Work to complete — Once the line with "Spot the white garment" is found in the entries below, print it and each following line exactly, stopping after the line with "Spot the green"; print nothing else.

• • • • • • •

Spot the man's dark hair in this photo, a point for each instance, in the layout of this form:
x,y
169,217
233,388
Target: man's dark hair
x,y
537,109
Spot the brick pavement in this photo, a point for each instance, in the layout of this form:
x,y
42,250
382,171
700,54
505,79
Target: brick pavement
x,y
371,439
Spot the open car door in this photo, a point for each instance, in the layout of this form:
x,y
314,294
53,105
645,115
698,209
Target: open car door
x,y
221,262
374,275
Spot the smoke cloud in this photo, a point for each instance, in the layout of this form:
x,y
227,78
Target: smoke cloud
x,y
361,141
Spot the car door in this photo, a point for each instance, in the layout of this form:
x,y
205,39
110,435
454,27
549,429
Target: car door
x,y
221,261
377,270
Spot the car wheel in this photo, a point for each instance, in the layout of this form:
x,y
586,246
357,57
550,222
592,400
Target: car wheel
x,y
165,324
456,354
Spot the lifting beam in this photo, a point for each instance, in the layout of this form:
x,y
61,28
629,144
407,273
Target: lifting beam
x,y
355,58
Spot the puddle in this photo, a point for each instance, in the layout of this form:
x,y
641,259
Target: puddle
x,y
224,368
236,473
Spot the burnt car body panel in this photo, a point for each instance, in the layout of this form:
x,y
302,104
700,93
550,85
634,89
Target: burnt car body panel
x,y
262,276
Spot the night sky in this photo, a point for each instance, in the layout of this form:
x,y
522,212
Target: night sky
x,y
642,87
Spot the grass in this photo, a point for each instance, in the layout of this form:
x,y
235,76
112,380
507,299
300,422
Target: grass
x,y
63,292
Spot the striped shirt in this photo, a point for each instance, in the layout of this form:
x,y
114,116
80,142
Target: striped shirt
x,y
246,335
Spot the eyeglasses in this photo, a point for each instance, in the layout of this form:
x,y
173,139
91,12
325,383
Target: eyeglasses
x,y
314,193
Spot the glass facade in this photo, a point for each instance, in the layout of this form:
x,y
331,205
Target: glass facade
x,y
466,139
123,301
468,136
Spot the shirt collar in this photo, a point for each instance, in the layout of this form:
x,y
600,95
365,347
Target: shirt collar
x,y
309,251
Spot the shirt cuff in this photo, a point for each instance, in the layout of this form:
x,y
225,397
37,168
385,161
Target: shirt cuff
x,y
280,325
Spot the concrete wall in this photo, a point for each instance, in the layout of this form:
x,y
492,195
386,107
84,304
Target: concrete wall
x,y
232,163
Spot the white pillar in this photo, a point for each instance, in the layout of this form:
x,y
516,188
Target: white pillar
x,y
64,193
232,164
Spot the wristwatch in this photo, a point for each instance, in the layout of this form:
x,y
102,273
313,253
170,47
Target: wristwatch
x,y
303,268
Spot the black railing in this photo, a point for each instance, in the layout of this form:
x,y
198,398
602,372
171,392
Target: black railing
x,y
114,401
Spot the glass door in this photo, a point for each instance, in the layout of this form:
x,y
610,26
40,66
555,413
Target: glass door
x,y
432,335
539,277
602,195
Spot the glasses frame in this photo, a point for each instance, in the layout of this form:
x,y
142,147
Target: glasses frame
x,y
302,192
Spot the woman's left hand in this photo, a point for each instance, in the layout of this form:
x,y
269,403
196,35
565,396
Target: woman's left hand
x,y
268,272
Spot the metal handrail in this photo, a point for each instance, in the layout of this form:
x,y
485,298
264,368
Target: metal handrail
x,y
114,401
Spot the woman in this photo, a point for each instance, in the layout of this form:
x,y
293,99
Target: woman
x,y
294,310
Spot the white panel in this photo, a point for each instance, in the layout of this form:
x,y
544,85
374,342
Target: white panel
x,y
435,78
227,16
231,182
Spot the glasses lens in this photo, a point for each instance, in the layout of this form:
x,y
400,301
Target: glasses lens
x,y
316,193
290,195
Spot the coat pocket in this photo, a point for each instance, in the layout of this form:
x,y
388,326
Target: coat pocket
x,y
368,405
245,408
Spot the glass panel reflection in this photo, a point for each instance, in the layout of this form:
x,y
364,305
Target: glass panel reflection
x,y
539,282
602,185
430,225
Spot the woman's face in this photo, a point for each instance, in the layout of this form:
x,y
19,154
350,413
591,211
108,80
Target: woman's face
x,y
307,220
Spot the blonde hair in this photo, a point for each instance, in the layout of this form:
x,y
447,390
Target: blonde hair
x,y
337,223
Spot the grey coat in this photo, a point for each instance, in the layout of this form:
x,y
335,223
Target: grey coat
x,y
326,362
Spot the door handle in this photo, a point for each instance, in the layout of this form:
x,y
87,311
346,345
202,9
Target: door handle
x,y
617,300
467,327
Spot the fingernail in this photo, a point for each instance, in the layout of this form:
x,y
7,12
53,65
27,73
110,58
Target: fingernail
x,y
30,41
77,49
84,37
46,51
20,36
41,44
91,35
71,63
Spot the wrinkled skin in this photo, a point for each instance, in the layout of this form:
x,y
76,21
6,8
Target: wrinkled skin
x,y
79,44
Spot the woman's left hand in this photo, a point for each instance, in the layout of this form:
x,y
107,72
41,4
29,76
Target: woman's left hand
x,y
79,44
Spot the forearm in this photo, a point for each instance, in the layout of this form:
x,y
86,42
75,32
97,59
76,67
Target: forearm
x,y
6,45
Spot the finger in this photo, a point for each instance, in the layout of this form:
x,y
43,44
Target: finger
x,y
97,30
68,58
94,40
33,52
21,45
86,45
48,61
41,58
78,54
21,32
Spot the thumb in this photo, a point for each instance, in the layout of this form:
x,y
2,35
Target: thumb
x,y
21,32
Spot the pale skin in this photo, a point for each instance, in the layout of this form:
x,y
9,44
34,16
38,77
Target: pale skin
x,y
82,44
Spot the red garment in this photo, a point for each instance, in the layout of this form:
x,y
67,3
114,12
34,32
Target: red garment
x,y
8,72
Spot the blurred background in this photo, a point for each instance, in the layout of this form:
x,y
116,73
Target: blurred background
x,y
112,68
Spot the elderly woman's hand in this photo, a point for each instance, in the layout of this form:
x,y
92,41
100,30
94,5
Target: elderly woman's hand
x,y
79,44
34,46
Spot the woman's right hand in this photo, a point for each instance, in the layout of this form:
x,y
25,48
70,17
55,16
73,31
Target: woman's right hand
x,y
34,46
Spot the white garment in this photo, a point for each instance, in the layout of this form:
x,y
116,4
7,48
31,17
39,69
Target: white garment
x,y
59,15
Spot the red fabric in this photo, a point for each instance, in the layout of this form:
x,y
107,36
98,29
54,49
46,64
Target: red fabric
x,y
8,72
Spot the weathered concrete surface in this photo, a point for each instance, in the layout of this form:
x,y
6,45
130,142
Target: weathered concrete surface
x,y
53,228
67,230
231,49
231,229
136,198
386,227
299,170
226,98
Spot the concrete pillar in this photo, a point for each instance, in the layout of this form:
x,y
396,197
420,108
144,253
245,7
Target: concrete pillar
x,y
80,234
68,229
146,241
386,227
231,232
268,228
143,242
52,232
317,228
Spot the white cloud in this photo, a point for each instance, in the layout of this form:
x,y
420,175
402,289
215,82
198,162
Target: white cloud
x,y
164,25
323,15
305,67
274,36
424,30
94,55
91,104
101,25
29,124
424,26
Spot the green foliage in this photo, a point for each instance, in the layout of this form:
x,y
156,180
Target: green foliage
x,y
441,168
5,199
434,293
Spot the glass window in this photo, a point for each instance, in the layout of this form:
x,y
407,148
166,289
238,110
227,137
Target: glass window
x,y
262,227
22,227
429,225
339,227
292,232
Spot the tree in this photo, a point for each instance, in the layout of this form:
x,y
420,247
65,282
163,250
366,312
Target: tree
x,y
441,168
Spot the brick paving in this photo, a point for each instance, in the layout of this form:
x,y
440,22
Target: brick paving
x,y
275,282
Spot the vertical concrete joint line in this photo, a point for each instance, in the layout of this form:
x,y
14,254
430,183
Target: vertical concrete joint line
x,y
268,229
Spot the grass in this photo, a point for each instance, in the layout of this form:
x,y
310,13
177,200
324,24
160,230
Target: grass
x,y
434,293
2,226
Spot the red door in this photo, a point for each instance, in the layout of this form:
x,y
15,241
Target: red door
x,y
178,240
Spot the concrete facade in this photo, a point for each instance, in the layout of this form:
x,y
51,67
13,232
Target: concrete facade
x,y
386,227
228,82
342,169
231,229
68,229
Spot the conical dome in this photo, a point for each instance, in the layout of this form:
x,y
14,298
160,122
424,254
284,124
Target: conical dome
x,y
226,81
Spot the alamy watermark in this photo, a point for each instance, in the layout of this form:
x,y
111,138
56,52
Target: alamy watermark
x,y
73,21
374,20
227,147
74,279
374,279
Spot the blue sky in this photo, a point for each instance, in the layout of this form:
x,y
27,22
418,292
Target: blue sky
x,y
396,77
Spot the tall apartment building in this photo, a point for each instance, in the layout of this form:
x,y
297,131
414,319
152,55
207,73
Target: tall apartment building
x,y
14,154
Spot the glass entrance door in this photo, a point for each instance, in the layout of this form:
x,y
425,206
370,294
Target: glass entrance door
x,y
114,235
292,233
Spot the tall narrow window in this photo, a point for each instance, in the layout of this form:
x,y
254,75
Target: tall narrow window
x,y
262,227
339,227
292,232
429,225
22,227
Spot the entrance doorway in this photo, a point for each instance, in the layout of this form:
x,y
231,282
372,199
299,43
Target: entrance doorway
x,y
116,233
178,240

• • • • • • •

Task response —
Spot the white garment in this photo, a point for each instance, in the layout of this form:
x,y
116,4
7,48
31,17
39,69
Target: white garment
x,y
59,15
Spot the red fabric in this photo, a point for each instance, in the layout of this form:
x,y
107,36
98,29
54,49
46,64
Target: red fabric
x,y
8,72
Spot the weathered concrete surface in this photo, a point for each instance, in the layout of this form:
x,y
6,45
130,142
Target: weathered concrete surface
x,y
53,228
67,230
231,49
231,229
136,198
386,227
299,170
226,98
Spot the concrete pillar in this photo, a point for each instance, in the layout of this form:
x,y
396,197
420,108
144,253
245,7
Target: concrete pillar
x,y
80,234
68,229
146,241
386,227
231,232
268,228
143,242
52,232
317,228
Spot the white cloud in this photo, a point for each instance, in the layout of this form:
x,y
420,175
402,289
215,82
198,162
Target: white cloud
x,y
164,25
323,15
305,67
274,36
424,30
94,55
91,104
101,25
29,124
424,26
Spot the green foliage in this photo, a point for each instance, in the layout of this form:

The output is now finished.